Directions | Where in the data below does the word "hazy" appear? Copy every line that has it.

Records shown |
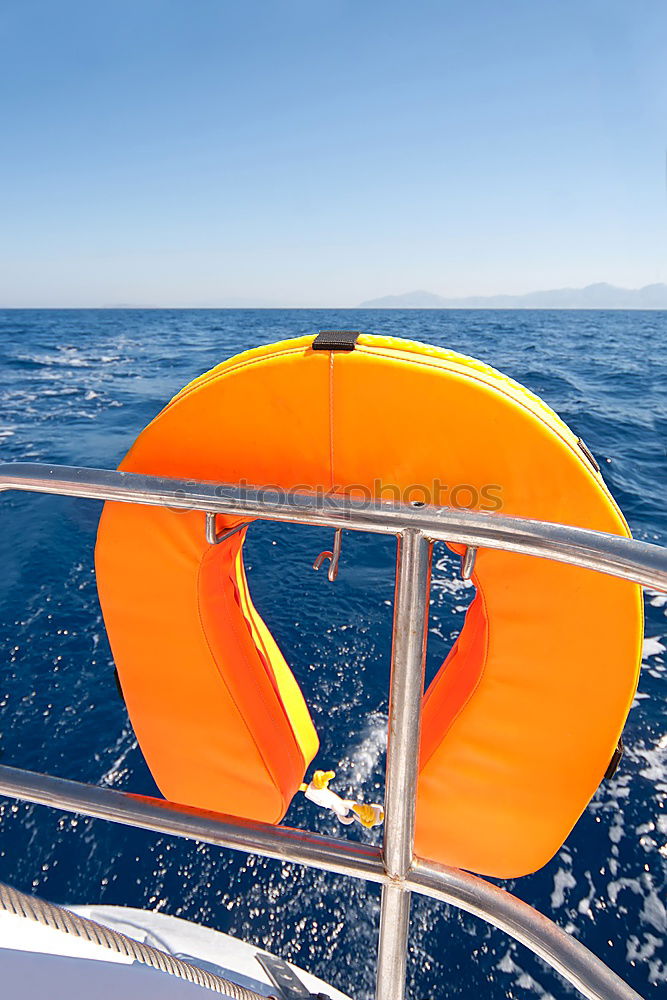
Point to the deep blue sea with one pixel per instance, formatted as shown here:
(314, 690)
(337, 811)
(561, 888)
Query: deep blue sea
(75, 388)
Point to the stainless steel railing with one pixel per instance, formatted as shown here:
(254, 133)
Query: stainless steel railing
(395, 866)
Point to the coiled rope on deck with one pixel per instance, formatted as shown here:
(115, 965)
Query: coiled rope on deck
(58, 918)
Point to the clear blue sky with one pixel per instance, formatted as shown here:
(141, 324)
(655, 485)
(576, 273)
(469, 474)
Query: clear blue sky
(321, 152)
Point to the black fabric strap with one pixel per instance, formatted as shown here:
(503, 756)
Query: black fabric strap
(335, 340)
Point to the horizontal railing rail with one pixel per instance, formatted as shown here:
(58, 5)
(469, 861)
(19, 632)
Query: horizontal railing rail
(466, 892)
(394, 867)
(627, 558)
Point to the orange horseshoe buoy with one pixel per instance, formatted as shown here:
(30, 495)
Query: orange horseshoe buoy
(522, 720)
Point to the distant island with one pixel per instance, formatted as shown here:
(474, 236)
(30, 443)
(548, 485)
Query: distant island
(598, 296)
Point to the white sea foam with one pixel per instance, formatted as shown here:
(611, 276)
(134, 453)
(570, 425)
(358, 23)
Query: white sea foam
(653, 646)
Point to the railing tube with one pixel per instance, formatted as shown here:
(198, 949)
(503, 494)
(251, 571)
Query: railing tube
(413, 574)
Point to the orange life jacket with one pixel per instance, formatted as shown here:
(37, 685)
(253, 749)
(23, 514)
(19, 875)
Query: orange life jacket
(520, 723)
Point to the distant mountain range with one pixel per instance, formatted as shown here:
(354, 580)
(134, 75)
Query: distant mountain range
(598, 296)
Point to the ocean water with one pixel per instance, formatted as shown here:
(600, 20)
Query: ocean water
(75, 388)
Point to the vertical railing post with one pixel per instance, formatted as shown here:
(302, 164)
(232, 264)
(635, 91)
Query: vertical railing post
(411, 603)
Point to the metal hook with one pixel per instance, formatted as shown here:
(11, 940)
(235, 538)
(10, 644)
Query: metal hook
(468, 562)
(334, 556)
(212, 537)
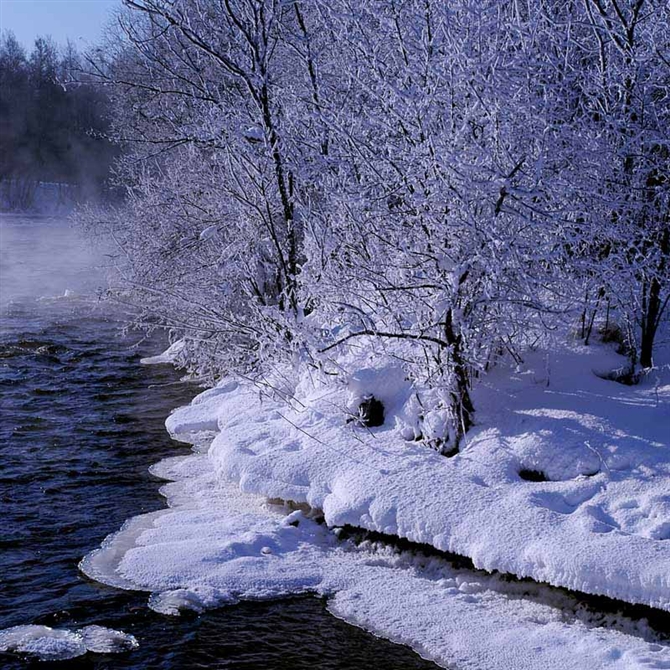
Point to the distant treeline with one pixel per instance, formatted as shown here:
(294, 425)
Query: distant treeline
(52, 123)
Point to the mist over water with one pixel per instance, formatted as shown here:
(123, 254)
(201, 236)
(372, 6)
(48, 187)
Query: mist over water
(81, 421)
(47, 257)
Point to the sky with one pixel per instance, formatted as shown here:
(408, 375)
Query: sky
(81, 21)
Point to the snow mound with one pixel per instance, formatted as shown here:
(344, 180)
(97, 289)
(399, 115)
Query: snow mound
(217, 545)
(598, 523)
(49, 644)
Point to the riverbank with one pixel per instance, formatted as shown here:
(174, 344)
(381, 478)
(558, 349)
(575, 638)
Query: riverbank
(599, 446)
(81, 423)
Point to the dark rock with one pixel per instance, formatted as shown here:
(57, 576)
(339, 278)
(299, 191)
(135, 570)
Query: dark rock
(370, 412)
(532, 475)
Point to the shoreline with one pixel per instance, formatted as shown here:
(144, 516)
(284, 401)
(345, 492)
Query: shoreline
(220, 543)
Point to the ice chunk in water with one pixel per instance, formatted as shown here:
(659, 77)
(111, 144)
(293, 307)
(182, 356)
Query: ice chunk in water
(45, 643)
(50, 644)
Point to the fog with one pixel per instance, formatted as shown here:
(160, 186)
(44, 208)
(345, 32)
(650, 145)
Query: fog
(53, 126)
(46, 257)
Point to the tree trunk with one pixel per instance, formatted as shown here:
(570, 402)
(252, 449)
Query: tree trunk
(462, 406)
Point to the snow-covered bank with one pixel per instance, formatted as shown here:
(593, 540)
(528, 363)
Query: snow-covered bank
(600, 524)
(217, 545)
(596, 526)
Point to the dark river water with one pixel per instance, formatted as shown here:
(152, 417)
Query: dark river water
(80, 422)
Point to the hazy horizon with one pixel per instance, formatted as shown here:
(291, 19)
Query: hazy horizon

Solution for this problem |
Point to the hazy horizon with one pixel per instance, formatted as shown here:
Query: hazy horizon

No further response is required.